DO THIS: Print exactly the lines from the line with "shown by (451,171)." to the last line of the data, please, both included.

EXCERPTED RECORDS:
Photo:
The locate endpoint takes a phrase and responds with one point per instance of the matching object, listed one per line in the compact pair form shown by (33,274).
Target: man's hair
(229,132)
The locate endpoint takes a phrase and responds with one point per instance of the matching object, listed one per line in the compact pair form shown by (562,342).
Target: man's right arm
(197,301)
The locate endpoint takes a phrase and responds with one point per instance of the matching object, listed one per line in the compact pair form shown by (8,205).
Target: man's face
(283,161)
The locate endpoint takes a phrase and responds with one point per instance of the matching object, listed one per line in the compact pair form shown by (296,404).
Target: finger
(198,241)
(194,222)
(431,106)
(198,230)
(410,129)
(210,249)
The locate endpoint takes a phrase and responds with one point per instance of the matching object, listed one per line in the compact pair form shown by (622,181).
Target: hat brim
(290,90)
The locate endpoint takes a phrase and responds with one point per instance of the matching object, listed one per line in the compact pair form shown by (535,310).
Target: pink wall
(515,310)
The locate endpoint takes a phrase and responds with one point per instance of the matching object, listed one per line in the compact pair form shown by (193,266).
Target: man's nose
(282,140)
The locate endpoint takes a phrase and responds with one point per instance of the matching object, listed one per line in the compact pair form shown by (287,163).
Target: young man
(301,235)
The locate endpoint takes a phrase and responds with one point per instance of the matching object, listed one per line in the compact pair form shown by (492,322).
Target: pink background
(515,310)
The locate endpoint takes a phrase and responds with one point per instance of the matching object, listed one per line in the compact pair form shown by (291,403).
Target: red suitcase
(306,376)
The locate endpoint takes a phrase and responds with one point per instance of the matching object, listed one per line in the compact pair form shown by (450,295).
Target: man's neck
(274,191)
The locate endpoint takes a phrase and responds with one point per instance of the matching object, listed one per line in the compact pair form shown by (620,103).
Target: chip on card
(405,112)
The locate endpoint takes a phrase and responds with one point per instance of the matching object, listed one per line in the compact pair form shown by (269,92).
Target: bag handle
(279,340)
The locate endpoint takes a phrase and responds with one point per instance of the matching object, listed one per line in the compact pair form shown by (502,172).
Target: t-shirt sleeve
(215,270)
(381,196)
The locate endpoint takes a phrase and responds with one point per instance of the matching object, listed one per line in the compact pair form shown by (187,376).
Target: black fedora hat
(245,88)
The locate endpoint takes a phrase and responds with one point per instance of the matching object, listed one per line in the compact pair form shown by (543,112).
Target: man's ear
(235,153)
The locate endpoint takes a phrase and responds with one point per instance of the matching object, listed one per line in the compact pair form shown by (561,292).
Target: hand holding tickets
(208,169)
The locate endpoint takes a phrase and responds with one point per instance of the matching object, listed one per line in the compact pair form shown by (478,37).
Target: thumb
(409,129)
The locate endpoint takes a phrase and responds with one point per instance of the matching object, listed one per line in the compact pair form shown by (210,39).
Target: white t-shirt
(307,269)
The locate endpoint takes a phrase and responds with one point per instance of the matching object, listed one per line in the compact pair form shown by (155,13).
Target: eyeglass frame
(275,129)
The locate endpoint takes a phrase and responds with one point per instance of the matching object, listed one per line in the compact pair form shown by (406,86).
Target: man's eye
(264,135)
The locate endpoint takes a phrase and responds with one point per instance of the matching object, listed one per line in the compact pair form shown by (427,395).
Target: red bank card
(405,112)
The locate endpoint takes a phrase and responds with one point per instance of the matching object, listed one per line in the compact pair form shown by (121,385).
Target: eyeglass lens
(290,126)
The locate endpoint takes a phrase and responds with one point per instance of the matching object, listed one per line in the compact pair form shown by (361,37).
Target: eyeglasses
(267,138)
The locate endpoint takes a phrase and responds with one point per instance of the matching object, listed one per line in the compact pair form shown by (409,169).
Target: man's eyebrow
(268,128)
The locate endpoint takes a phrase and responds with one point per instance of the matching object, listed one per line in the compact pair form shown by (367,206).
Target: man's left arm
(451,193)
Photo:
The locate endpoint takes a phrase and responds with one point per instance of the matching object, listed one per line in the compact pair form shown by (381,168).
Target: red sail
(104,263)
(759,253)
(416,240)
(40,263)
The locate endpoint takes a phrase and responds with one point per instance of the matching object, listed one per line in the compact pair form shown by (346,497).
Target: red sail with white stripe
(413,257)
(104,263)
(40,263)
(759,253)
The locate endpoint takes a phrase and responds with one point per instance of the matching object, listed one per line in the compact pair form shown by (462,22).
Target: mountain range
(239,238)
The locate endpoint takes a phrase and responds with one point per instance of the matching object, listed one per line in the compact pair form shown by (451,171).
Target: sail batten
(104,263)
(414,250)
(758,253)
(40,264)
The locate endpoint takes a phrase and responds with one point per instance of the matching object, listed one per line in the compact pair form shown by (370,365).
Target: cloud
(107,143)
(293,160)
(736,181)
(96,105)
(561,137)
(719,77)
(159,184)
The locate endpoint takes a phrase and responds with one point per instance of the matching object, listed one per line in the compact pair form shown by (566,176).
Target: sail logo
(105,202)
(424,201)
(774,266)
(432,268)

SOLUTION TO THIS EXERCISE:
The locate endpoint takes a phrase and responds with one point per instance of the matching object, listed one per line in the compact pair form shown by (451,171).
Target: sail batten
(104,263)
(414,250)
(758,253)
(40,264)
The locate endpoint takes a phrase and responds with one point per instance of the matching object, listed one per line in the compact pair form shown by (370,365).
Target: cloud
(107,143)
(293,160)
(736,181)
(96,105)
(561,137)
(719,77)
(159,184)
The locate endpoint takes a phrase and responds with one point per instance of the matching object, listed one per line in the compact pair form shown by (566,176).
Target: sail logo
(105,202)
(424,201)
(774,266)
(432,268)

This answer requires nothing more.